** Opening SUPPLIED MATERIAL block **

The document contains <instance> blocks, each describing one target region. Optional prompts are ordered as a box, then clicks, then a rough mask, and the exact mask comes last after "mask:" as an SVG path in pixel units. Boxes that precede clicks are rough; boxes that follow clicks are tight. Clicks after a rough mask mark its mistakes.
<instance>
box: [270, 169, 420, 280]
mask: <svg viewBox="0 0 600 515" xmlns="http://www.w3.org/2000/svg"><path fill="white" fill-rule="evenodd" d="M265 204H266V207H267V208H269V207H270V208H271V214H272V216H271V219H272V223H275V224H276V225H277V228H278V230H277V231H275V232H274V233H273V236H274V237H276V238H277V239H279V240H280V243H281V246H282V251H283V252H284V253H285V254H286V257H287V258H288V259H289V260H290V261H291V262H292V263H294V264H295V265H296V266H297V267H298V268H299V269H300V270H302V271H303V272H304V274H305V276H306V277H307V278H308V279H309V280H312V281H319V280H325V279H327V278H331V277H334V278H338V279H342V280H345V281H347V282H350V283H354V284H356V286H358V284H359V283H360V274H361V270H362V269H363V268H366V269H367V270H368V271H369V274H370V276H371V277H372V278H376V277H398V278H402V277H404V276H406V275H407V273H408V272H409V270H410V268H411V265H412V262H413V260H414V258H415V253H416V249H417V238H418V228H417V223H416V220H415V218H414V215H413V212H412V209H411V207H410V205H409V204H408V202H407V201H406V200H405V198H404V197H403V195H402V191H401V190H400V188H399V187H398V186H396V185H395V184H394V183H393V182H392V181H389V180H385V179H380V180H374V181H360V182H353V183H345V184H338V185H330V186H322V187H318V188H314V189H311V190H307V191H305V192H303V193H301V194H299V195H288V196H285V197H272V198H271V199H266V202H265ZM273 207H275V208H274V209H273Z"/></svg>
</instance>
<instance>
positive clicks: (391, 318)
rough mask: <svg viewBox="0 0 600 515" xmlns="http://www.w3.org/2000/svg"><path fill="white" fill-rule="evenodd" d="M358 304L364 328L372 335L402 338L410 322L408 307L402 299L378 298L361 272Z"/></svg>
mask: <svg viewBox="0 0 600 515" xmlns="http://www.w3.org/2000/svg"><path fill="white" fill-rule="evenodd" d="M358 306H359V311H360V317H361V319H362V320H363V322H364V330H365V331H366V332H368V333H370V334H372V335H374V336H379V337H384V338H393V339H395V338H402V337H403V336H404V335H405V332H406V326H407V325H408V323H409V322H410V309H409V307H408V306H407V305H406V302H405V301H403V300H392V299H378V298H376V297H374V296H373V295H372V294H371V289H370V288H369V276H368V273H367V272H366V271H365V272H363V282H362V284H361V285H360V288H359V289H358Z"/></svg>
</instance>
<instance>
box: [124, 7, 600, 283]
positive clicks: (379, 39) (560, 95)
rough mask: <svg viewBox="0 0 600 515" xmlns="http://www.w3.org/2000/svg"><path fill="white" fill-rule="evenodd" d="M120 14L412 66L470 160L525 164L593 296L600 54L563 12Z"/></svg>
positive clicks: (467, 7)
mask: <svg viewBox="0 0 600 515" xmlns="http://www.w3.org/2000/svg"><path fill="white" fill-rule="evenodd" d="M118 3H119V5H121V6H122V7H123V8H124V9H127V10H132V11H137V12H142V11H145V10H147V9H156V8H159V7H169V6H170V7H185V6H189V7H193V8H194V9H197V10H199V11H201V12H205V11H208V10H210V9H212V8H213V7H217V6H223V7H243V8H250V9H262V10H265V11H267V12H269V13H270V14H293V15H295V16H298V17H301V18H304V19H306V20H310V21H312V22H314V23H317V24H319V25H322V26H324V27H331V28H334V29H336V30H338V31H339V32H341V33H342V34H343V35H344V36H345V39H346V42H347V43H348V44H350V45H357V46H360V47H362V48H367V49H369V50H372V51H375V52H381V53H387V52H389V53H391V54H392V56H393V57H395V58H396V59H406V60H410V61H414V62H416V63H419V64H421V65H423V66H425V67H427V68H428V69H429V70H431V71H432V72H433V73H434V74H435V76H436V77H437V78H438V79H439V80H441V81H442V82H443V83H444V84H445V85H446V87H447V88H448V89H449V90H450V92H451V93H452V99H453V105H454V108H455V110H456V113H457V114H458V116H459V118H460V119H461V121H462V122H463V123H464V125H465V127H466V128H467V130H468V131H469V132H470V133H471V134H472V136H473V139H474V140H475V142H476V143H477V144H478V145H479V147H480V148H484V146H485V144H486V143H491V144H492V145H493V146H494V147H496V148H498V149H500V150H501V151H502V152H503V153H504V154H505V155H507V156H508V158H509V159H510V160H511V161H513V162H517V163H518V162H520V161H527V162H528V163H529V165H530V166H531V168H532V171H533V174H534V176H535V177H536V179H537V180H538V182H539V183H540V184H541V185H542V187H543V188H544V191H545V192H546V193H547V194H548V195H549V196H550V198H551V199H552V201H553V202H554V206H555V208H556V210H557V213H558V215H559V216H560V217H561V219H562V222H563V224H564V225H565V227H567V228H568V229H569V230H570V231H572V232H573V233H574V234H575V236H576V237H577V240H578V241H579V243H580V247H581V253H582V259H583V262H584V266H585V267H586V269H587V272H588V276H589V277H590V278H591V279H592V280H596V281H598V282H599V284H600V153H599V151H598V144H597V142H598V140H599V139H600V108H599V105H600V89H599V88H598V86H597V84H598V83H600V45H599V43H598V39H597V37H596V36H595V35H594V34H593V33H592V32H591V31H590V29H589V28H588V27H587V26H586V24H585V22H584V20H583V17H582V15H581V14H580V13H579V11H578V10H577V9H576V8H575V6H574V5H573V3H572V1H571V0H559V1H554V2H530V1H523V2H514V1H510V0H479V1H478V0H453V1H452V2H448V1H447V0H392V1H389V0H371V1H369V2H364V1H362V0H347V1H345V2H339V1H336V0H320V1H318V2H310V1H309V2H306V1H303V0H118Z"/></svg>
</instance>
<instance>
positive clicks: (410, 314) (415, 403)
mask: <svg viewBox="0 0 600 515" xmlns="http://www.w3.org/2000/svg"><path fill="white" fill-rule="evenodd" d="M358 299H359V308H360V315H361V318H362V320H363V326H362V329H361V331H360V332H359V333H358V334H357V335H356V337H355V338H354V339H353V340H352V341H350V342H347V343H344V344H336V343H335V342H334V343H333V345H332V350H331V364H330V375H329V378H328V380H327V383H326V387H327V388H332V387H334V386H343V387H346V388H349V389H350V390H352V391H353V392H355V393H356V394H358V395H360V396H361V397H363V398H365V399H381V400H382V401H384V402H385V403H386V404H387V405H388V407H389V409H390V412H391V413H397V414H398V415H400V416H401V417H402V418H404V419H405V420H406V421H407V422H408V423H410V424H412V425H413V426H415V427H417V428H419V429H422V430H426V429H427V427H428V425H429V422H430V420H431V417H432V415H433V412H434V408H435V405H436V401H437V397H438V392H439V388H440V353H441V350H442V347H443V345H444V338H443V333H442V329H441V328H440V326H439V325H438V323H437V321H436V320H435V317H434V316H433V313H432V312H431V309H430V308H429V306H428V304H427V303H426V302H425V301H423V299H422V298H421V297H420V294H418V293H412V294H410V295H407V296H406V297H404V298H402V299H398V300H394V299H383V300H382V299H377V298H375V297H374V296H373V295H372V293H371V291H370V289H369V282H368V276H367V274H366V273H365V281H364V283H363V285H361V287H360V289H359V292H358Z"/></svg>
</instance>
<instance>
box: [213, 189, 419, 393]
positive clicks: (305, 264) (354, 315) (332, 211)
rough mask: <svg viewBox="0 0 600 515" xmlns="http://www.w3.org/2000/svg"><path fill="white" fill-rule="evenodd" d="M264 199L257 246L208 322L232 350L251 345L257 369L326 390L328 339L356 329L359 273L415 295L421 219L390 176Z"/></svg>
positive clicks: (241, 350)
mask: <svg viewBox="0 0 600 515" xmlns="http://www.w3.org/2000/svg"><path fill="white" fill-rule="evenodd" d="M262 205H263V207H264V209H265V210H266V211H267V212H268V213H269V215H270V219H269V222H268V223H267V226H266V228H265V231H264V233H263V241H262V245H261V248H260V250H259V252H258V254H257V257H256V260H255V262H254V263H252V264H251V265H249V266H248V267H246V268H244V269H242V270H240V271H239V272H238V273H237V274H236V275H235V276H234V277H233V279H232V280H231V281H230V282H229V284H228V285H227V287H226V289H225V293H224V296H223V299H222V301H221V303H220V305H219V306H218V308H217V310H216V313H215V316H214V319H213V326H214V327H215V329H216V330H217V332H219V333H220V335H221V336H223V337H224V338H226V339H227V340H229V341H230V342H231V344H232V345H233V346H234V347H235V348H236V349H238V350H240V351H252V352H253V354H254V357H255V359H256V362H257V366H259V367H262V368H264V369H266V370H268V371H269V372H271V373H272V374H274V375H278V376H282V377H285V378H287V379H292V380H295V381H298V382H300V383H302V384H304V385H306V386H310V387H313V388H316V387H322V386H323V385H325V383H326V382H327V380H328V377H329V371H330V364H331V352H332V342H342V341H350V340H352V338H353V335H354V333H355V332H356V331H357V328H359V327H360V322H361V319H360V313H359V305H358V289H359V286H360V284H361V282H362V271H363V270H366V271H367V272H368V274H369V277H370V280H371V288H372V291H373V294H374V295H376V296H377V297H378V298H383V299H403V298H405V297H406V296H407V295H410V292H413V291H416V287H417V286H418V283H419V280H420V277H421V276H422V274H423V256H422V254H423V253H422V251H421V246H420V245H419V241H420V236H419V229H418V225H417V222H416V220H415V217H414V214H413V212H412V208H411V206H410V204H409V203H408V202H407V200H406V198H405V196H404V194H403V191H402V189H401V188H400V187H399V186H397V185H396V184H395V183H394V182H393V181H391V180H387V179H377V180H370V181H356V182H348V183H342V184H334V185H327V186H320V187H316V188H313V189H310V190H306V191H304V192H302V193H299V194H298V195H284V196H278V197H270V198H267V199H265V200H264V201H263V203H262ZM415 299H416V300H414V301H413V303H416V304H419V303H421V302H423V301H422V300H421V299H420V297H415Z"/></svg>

** Closing SUPPLIED MATERIAL block **

» **EXERCISE PROMPT**
Count the lines of the listing above that contain the string "clicks" (matching case) and give only the number.

» **COMPLETED TASK**
7